▶ _About this task_
Leave out the images and set down the records below exactly.
[Data in this exercise Boundary: Start]
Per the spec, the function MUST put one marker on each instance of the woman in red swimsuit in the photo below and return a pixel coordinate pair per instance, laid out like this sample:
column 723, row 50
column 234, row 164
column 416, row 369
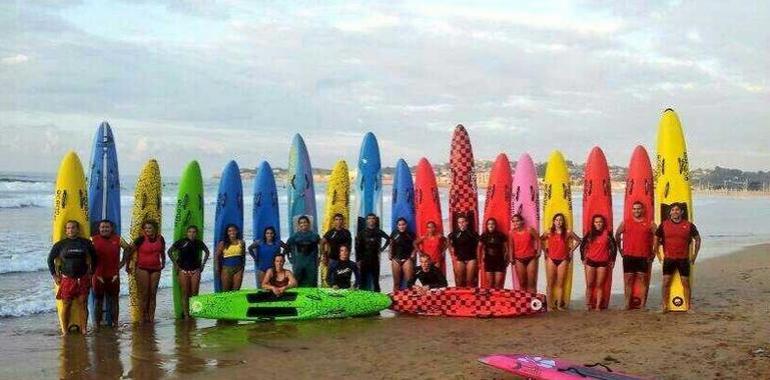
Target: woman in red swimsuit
column 150, row 260
column 525, row 245
column 433, row 244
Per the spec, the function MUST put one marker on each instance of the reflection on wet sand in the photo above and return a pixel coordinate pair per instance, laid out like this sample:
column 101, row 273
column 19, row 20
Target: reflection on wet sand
column 73, row 356
column 187, row 348
column 146, row 362
column 106, row 350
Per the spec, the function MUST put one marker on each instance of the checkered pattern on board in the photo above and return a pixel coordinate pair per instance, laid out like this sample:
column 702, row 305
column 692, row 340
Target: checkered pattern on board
column 469, row 302
column 463, row 190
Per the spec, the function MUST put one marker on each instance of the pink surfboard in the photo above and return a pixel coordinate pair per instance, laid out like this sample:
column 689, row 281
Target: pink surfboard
column 525, row 197
column 543, row 368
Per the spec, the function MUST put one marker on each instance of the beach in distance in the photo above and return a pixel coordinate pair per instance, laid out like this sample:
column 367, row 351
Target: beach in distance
column 725, row 336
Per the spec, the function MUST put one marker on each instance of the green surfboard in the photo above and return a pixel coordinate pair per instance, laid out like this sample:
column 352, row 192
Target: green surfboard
column 294, row 304
column 189, row 212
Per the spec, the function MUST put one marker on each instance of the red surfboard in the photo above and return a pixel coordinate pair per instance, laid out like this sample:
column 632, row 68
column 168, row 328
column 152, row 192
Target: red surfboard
column 427, row 205
column 463, row 193
column 468, row 302
column 639, row 188
column 597, row 200
column 497, row 204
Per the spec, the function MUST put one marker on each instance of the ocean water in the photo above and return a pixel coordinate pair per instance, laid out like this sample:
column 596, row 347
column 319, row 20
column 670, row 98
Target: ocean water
column 726, row 224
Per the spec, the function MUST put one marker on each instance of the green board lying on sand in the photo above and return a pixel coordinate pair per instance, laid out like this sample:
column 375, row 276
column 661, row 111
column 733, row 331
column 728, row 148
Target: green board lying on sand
column 294, row 304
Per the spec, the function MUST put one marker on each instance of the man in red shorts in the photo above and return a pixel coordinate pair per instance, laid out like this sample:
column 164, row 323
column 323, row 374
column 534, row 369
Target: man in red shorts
column 106, row 282
column 676, row 235
column 636, row 238
column 76, row 256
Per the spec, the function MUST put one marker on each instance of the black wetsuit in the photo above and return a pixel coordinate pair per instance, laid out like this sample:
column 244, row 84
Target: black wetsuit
column 465, row 243
column 336, row 238
column 368, row 248
column 341, row 272
column 402, row 245
column 74, row 255
column 189, row 253
column 494, row 251
column 431, row 279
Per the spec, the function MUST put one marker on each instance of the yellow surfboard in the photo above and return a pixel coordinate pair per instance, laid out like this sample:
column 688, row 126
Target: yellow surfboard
column 70, row 203
column 557, row 199
column 147, row 206
column 672, row 185
column 337, row 202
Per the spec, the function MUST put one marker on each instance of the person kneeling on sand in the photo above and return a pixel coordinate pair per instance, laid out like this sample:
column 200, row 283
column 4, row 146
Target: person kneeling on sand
column 342, row 270
column 429, row 275
column 277, row 279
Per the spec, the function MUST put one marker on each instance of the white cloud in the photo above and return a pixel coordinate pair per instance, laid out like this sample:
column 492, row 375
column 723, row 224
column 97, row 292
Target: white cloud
column 14, row 59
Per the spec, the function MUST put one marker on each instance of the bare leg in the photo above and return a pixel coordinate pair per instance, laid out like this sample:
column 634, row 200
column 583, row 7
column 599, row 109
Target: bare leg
column 408, row 270
column 226, row 279
column 558, row 287
column 153, row 292
column 590, row 284
column 471, row 270
column 521, row 274
column 184, row 286
column 395, row 268
column 142, row 289
column 532, row 276
column 601, row 276
column 628, row 282
column 238, row 279
column 666, row 292
column 686, row 289
column 459, row 269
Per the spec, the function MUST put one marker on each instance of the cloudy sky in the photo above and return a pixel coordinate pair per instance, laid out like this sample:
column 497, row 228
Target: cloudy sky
column 215, row 80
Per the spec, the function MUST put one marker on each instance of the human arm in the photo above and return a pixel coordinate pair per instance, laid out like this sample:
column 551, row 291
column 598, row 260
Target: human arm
column 619, row 236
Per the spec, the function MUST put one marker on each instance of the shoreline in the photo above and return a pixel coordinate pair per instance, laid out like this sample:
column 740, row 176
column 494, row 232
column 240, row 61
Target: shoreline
column 724, row 336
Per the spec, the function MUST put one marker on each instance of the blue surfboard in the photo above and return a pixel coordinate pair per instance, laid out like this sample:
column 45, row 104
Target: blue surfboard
column 369, row 180
column 402, row 205
column 229, row 208
column 264, row 213
column 103, row 196
column 301, row 190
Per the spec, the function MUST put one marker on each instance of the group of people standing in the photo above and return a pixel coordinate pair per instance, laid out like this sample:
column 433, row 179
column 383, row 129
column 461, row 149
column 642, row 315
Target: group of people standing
column 81, row 265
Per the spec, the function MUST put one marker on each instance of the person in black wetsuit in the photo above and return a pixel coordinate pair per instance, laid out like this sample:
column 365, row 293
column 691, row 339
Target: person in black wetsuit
[Data in this exercise Boundary: End]
▶ _Output for this exercise_
Per the spec, the function MUST put one marker on each instance of the woman in red swimsuit in the photo below and return a pixel coordinate pair per instance, laid out like this sample:
column 723, row 50
column 234, row 164
column 416, row 369
Target: woman in red swimsuit
column 150, row 260
column 525, row 245
column 433, row 244
Per the spec, the function MUST put one marker on each instance of the reflection on wet sand in the photo above and return a pixel coordinate pair per instance, laid out like this sample:
column 101, row 273
column 19, row 20
Target: reflection on wet sand
column 73, row 356
column 187, row 348
column 146, row 362
column 106, row 350
Per the spec, the function MUST put one marker on each instance of the checkered pattern on board in the photo above and return a pixel coordinate pair per instance, laid out like this sample:
column 702, row 305
column 692, row 340
Target: checkered pattern on board
column 469, row 302
column 463, row 190
Per the spec, the function MUST put one marker on each instance of the pink surfboard in the photo above and return a pixel coordinate pair per instance, laid out like this sample:
column 689, row 281
Target: pink surfboard
column 525, row 197
column 543, row 368
Per the spec, the function MUST put one marker on each instance of the beach in distance in the photo above and return a pixel coordinate pair per instance, laid out like this sample:
column 367, row 351
Target: beach in distance
column 725, row 336
Per the spec, the function MUST put one marker on each instance of the green surfboard in the photo above and return a pixel coordinate pair per instance, laid out like this sample:
column 352, row 192
Target: green surfboard
column 294, row 304
column 189, row 212
Per the spec, the function MUST put one marker on each instance of the red surfboard in the photo above and return a pixel coordinate pair per instance, laid out like this sample:
column 632, row 68
column 168, row 328
column 152, row 192
Target: red surfboard
column 427, row 205
column 463, row 193
column 468, row 302
column 639, row 188
column 597, row 200
column 497, row 204
Per the spec, the function MUST put one marker on each instance of the ocean water in the photo above and return a pixel coordinate pair per instance, laid out like this sample:
column 596, row 347
column 319, row 20
column 670, row 98
Target: ocean water
column 726, row 224
Per the spec, the function MUST put one marker on each instance of the green board lying on sand in the photo above and return a pixel coordinate pair per instance, laid out like this sample:
column 375, row 276
column 661, row 111
column 733, row 331
column 728, row 148
Target: green board lying on sand
column 294, row 304
Per the spec, the function MUST put one marker on each instance of the man in red shorts in the photo above and return a pixel coordinate pair per instance, laid out like this sample:
column 164, row 323
column 323, row 374
column 534, row 369
Target: man in red shorts
column 106, row 282
column 676, row 235
column 636, row 238
column 76, row 256
Per the spec, the function MUST put one marker on each instance of the black wetsuit in the photo above and return a pixel coordinate pair per instance, laid out like this sample:
column 244, row 84
Target: black wetsuit
column 465, row 243
column 336, row 238
column 368, row 248
column 341, row 272
column 402, row 245
column 74, row 255
column 189, row 253
column 494, row 251
column 431, row 279
Per the spec, the function MUST put one marker on each instance of the yellow surfboard in the photo above and return a pixel coordinate pair per instance, laid out like this sample:
column 688, row 126
Target: yellow surfboard
column 70, row 203
column 557, row 199
column 147, row 206
column 672, row 185
column 337, row 202
Per the spec, the function MUST put one marker on each instance of the person kneeling on sand in the photo above and return a pixel coordinate pair per instance, laid out like this sample:
column 200, row 283
column 4, row 146
Target: person kneeling on sand
column 342, row 270
column 429, row 275
column 277, row 279
Per the spec, the function MUST put one marker on each instance of the white cloud in the photo above and return a pixel coordinate pair per instance, laid out like this sample:
column 492, row 375
column 723, row 224
column 97, row 292
Target: white cloud
column 14, row 59
Per the spec, the function MUST put one marker on each instance of the bare leg in the photo above and return a pixel coordinate pair per instance, laid out like this sample:
column 634, row 200
column 583, row 7
column 599, row 109
Target: bare leg
column 408, row 270
column 226, row 279
column 558, row 287
column 153, row 292
column 590, row 284
column 471, row 270
column 521, row 274
column 184, row 286
column 395, row 268
column 142, row 289
column 532, row 276
column 601, row 276
column 628, row 282
column 238, row 279
column 666, row 292
column 686, row 289
column 459, row 269
Per the spec, the function MUST put one marker on each instance of the cloudy sky in the photo above and return a pixel coordinate pair per instance, laid out like this sample:
column 497, row 228
Target: cloudy sky
column 215, row 80
Per the spec, the function MUST put one marker on each instance of the human arm in the photo above and return a pixel coordinate pair per instance, laid out like this sample:
column 551, row 291
column 598, row 260
Target: human arm
column 619, row 236
Per the spec, the function MUST put one marker on each instance of the shoreline in the photo above and return a pixel coordinate pair per instance, laid out like this sample:
column 740, row 176
column 494, row 232
column 240, row 61
Target: shoreline
column 724, row 336
Per the spec, the function MUST put one marker on each instance of the blue surfboard in the photo above and return a pixel coordinate pair per instance, laid out like this sample:
column 45, row 104
Target: blue surfboard
column 369, row 180
column 402, row 205
column 229, row 208
column 264, row 213
column 103, row 196
column 301, row 190
Per the spec, the function MUST put one marker on each instance of the group of people standing in the photo above and return a pixel coordinate pair per instance, laid out like this sample:
column 433, row 179
column 383, row 129
column 461, row 149
column 642, row 315
Target: group of people standing
column 81, row 265
Per the spec, the function MUST put one marker on each instance of the person in black wetsuit in the photo above and return a pixel coordinate pair per instance, laid out like this sample:
column 365, row 293
column 691, row 339
Target: person in black wetsuit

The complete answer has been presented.